start Recorded data
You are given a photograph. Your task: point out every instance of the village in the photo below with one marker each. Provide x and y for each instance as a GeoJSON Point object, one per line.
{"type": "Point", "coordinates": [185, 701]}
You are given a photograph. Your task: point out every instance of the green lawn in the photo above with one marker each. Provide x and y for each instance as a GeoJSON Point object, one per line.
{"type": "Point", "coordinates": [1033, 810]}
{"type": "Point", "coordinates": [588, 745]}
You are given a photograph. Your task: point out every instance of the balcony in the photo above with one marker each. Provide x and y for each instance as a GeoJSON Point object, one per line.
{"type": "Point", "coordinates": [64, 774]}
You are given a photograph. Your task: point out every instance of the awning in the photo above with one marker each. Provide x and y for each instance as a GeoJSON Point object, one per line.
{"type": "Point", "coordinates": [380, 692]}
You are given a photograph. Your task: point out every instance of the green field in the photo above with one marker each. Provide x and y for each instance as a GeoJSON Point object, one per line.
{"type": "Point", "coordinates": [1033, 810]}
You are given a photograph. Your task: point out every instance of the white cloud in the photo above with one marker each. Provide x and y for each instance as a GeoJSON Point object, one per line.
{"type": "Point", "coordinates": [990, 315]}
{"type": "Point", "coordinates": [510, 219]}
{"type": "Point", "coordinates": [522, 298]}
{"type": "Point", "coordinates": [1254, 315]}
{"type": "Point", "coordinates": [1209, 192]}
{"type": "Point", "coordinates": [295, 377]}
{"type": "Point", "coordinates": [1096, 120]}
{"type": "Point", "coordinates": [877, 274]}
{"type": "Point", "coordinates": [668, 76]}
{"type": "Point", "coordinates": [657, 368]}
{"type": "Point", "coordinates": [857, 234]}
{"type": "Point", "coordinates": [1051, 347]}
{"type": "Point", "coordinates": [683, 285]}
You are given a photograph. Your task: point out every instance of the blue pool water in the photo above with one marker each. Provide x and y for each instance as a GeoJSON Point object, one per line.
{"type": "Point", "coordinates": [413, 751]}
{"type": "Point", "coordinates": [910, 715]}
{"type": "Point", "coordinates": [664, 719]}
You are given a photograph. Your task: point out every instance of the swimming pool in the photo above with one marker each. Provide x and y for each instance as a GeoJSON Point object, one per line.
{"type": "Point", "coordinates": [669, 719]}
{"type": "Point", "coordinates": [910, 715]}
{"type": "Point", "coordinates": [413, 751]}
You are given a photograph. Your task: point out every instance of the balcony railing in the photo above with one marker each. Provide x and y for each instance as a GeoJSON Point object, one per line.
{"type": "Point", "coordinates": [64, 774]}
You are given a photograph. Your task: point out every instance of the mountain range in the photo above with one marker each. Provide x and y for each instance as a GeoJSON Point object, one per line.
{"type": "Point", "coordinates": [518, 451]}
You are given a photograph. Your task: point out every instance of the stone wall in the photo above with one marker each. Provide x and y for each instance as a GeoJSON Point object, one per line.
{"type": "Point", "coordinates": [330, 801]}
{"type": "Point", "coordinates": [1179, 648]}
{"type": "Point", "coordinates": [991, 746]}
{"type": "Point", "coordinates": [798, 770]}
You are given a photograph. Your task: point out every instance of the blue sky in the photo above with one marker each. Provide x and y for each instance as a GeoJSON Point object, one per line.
end Recorded data
◆ Directions for this task ◆
Copy every line of the data above without changing anything.

◆ Task solution ◆
You are given a photograph. Your task: point out every instance of the village in the photo below with one marker each. Provide x and y for each instance as a GeoJSON Point object, one per line.
{"type": "Point", "coordinates": [185, 701]}
You are given a photograph. Your task: point out every instance of the green lawn in the photo above with one marker each. Provide x and y for each instance as a GeoJSON Point object, one per line.
{"type": "Point", "coordinates": [1033, 810]}
{"type": "Point", "coordinates": [588, 745]}
You are given a photograph. Your task: point out every instance of the balcony in the photo above with one marker each. Provide x and y for each instance as a GeoJSON Point object, one per line.
{"type": "Point", "coordinates": [64, 774]}
You are given a photograph. Your task: point out every instance of the awning in the photo above with one marker each. Provide x and y for each instance as a GeoJSON Point object, one per line.
{"type": "Point", "coordinates": [380, 692]}
You are given a photograph. Your task: point out every instance of the green field in the photo above with one marker each. Provide x and y for each instance as a GeoJSON Point object, one per line.
{"type": "Point", "coordinates": [1033, 810]}
You are given a photograph. Your task: point out every instance of the white cloud in the photo above with one marker each. Provide x and y for each instance as a GeoJSON Point object, one per line.
{"type": "Point", "coordinates": [990, 315]}
{"type": "Point", "coordinates": [510, 219]}
{"type": "Point", "coordinates": [522, 298]}
{"type": "Point", "coordinates": [1254, 315]}
{"type": "Point", "coordinates": [1209, 192]}
{"type": "Point", "coordinates": [295, 377]}
{"type": "Point", "coordinates": [1096, 120]}
{"type": "Point", "coordinates": [877, 274]}
{"type": "Point", "coordinates": [668, 76]}
{"type": "Point", "coordinates": [657, 368]}
{"type": "Point", "coordinates": [857, 234]}
{"type": "Point", "coordinates": [1051, 347]}
{"type": "Point", "coordinates": [683, 285]}
You are given a photograph. Your task: point out every instance of the blue pool water in the photo above with one marker each. Provide x and y for each instance as a GeoJSON Point object, one per line.
{"type": "Point", "coordinates": [413, 751]}
{"type": "Point", "coordinates": [910, 715]}
{"type": "Point", "coordinates": [664, 719]}
You are given a photograph. Your task: point out every instance of the swimming pool in the photo above with one marker each. Provide x and y for each instance as a GeoJSON Point object, one per line.
{"type": "Point", "coordinates": [669, 719]}
{"type": "Point", "coordinates": [910, 715]}
{"type": "Point", "coordinates": [413, 751]}
You are given a photograph. Your task: point out every instance of the balcony railing in the photo above with one marker each. Provide x and y for each instance as a GeoJSON Point object, one per line.
{"type": "Point", "coordinates": [64, 774]}
You are given a photograph. Your task: point out every instance of the mountain range in the photo above with one marker each. Provide x and y for each instance as a GeoJSON Point object, one per line.
{"type": "Point", "coordinates": [518, 451]}
You are given a photograph. Your task: point out every instance of the stone wall in the photo above with one marker each. Provide x and y for each instance as a GeoJSON Point object, one per line.
{"type": "Point", "coordinates": [330, 801]}
{"type": "Point", "coordinates": [1179, 648]}
{"type": "Point", "coordinates": [991, 746]}
{"type": "Point", "coordinates": [798, 770]}
You are given a photograph. Your task: point out every instance of the blue sky in the photo above with one marker each. Provide x and y for each instance as a GeoJSON Point object, one per line.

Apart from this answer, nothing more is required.